▶ [WHAT THE TASK ASKS]
Only the lines below from the one containing "column 235, row 75" to the one containing "column 144, row 46" should be repeated, both included and unchanged.

*** RECORDS TO USE Section Begins ***

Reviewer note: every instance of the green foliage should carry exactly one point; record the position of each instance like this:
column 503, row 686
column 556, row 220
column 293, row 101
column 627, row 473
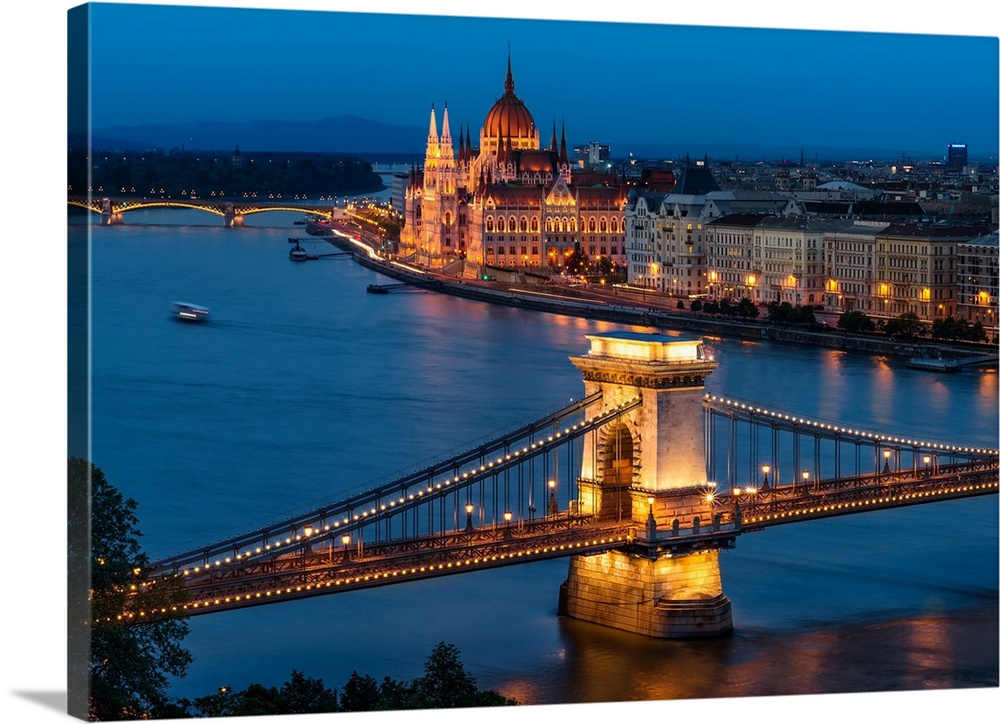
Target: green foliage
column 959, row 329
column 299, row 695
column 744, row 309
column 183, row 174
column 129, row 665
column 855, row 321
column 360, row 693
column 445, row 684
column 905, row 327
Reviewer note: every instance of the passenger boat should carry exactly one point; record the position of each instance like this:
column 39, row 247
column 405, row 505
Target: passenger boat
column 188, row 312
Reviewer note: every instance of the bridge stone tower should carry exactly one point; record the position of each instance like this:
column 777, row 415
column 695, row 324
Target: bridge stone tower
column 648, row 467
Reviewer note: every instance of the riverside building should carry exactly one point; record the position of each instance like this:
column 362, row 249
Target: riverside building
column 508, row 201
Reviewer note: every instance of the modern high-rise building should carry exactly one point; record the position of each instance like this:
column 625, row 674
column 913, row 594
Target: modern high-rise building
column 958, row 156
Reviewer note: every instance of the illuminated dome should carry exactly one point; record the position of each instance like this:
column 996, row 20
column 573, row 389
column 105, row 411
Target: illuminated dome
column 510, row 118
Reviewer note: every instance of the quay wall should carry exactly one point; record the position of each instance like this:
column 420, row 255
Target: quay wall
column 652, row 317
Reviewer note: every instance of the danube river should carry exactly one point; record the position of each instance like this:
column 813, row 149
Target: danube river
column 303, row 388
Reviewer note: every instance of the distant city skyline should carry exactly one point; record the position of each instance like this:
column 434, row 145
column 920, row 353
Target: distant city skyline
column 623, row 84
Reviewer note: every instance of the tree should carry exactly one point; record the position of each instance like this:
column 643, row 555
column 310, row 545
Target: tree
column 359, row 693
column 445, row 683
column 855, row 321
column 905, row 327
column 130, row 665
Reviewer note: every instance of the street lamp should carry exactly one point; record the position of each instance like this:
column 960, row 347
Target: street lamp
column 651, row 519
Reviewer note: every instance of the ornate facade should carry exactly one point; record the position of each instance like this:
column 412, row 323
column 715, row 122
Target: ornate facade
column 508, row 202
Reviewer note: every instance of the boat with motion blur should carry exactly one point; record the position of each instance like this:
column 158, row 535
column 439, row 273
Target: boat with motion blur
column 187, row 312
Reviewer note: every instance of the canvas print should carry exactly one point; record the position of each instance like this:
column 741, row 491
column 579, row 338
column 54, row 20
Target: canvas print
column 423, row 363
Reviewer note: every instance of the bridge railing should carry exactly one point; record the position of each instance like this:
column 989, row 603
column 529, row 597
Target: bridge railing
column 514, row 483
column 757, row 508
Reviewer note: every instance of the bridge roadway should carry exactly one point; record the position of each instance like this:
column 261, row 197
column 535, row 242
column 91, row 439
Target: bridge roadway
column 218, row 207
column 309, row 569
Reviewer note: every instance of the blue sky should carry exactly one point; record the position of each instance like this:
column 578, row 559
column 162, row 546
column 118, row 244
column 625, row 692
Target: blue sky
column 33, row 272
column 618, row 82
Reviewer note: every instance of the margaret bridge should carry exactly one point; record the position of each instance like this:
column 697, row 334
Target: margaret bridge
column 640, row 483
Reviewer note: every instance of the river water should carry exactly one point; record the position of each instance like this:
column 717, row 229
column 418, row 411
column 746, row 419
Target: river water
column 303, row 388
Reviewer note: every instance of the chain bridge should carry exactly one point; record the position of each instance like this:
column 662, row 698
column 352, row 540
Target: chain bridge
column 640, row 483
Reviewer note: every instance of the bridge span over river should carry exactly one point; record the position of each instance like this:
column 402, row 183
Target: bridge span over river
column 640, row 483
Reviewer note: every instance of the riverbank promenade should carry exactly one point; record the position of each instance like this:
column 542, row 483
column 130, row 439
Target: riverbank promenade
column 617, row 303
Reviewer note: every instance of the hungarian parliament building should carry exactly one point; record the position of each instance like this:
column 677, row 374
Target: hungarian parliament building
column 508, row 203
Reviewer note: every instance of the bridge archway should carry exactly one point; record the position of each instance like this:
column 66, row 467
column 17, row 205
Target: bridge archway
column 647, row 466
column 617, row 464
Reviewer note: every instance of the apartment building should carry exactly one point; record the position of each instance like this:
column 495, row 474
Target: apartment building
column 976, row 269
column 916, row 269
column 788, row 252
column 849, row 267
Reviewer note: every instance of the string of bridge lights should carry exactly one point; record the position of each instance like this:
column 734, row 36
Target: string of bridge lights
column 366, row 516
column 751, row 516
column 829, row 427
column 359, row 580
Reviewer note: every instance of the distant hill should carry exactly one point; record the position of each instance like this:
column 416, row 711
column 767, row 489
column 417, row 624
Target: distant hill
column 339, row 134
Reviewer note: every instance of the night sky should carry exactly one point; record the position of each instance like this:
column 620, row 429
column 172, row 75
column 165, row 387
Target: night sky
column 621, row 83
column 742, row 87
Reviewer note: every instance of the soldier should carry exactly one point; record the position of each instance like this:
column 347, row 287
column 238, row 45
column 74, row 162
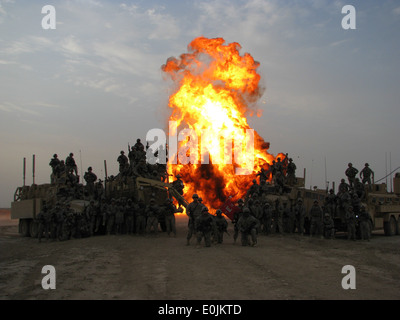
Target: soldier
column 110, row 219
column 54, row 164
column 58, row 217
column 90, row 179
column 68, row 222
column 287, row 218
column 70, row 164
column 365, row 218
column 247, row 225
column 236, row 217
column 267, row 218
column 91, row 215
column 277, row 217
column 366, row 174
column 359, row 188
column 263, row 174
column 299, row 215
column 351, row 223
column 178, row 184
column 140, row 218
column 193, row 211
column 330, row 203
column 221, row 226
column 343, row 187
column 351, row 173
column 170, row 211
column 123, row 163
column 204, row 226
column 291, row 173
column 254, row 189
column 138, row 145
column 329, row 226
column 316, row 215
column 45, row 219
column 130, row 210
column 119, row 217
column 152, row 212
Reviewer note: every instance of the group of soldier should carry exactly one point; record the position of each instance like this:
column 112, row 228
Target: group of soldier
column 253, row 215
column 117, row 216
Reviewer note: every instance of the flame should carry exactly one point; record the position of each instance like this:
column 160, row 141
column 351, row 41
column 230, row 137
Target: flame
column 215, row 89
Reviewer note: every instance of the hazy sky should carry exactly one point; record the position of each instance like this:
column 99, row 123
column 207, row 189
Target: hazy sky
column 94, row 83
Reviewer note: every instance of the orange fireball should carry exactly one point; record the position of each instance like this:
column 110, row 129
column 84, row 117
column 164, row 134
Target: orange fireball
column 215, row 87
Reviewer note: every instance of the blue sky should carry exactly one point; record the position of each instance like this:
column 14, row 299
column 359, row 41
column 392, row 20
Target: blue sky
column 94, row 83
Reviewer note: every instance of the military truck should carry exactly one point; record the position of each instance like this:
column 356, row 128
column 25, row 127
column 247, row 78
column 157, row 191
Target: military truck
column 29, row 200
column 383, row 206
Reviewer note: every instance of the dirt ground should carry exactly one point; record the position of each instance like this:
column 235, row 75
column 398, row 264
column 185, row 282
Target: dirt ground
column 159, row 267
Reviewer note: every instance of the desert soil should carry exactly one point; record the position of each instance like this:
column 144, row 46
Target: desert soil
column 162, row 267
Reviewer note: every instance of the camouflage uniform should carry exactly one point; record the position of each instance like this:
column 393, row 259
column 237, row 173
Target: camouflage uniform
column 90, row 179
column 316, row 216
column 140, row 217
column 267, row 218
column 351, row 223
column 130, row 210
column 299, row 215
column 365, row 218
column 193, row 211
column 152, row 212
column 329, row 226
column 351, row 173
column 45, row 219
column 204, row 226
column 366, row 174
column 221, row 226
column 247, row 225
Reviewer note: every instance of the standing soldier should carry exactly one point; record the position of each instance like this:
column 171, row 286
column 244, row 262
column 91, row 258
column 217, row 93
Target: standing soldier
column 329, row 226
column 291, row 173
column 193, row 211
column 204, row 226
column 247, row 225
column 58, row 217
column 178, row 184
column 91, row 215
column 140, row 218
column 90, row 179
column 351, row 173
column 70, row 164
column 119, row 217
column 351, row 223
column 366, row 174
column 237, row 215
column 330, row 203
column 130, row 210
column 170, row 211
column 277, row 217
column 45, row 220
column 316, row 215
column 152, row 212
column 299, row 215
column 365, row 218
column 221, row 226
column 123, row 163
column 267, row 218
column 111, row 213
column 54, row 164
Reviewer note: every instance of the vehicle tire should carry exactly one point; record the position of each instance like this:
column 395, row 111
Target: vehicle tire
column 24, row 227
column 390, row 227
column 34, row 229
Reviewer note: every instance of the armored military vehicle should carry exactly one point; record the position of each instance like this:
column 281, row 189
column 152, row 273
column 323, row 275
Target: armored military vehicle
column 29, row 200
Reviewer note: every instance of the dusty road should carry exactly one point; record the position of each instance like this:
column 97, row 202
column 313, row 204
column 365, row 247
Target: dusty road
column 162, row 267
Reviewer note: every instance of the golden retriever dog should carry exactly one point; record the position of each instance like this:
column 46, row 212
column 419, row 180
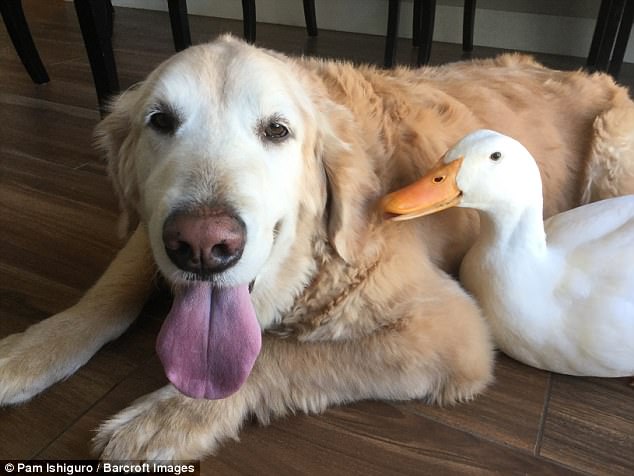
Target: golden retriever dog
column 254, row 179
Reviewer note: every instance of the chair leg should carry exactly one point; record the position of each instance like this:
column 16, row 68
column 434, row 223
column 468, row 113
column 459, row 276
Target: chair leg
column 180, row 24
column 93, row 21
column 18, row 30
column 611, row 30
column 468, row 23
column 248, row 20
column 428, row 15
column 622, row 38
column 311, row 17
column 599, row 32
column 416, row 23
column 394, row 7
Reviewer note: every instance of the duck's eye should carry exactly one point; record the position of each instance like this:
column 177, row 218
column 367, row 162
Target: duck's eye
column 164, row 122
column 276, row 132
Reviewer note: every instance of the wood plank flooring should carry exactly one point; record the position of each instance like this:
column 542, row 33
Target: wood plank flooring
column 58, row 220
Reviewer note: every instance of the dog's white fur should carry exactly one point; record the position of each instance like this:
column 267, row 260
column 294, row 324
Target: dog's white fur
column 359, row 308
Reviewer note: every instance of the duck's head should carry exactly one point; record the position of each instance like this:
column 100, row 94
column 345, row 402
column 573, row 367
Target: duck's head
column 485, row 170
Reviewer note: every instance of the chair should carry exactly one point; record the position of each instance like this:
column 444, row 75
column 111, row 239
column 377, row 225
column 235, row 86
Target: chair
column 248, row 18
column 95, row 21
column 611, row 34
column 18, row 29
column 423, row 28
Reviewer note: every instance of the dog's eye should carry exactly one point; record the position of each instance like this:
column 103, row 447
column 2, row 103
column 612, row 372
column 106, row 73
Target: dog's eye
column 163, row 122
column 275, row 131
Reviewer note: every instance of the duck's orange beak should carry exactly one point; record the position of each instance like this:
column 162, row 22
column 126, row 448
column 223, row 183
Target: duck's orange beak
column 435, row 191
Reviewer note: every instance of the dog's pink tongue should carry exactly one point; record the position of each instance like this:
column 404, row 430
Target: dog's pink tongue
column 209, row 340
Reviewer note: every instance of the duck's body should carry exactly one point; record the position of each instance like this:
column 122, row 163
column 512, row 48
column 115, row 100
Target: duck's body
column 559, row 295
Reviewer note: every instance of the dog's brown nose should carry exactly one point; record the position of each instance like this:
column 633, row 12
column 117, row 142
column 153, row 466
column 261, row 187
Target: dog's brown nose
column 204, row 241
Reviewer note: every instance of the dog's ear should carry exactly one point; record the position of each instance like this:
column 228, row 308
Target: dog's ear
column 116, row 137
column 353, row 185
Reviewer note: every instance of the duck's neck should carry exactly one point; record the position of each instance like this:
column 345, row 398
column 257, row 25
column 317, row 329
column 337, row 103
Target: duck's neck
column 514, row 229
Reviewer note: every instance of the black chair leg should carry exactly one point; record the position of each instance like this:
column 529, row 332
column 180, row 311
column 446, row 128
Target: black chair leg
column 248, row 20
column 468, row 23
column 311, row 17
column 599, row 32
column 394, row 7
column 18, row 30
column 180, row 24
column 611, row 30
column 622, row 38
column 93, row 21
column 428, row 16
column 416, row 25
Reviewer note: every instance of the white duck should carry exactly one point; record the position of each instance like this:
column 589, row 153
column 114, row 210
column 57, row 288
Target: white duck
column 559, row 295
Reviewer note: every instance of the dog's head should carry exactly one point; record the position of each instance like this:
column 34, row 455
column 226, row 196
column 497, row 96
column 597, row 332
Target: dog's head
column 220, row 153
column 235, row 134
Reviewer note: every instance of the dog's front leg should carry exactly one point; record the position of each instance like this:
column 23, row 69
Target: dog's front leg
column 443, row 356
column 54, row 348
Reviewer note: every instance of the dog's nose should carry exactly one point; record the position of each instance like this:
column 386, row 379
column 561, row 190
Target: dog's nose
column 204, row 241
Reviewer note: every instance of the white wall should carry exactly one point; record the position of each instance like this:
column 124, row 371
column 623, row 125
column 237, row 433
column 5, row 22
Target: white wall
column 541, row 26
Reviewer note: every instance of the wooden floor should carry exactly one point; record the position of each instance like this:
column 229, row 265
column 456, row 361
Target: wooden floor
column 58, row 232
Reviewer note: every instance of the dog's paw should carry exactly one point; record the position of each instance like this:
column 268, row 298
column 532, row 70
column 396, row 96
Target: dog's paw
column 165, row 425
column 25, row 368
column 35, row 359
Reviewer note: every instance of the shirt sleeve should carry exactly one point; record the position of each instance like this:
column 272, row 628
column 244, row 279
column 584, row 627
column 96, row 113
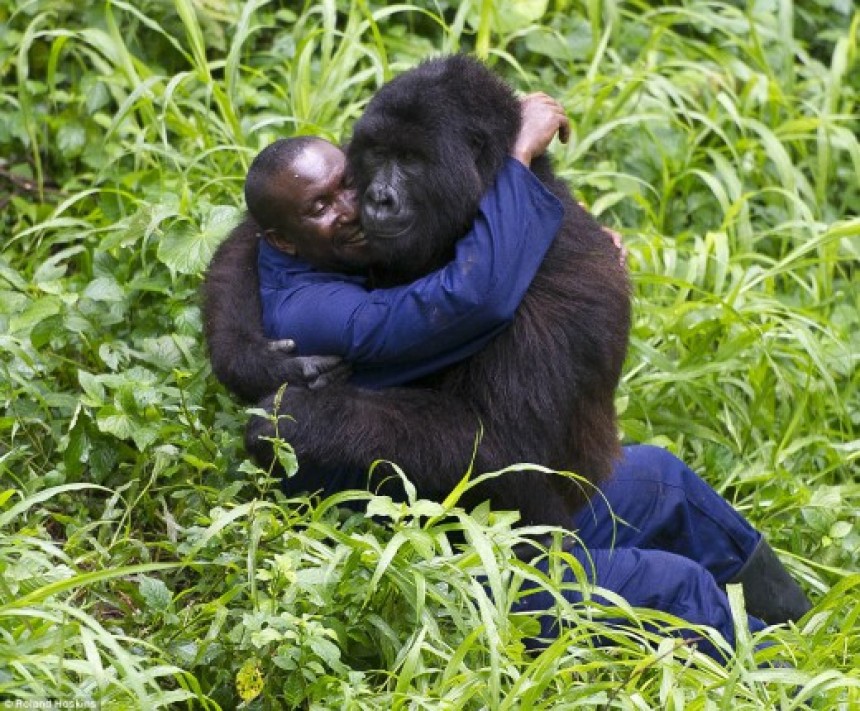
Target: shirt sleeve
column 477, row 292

*** RECORDS TO USE Section Ends ***

▶ [EXERCISE SOLUTION]
column 235, row 75
column 398, row 264
column 185, row 282
Target: dirt ground
column 159, row 267
Reviewer note: every instance of the desert soil should carry exactly one point; record the position of each instance like this:
column 144, row 46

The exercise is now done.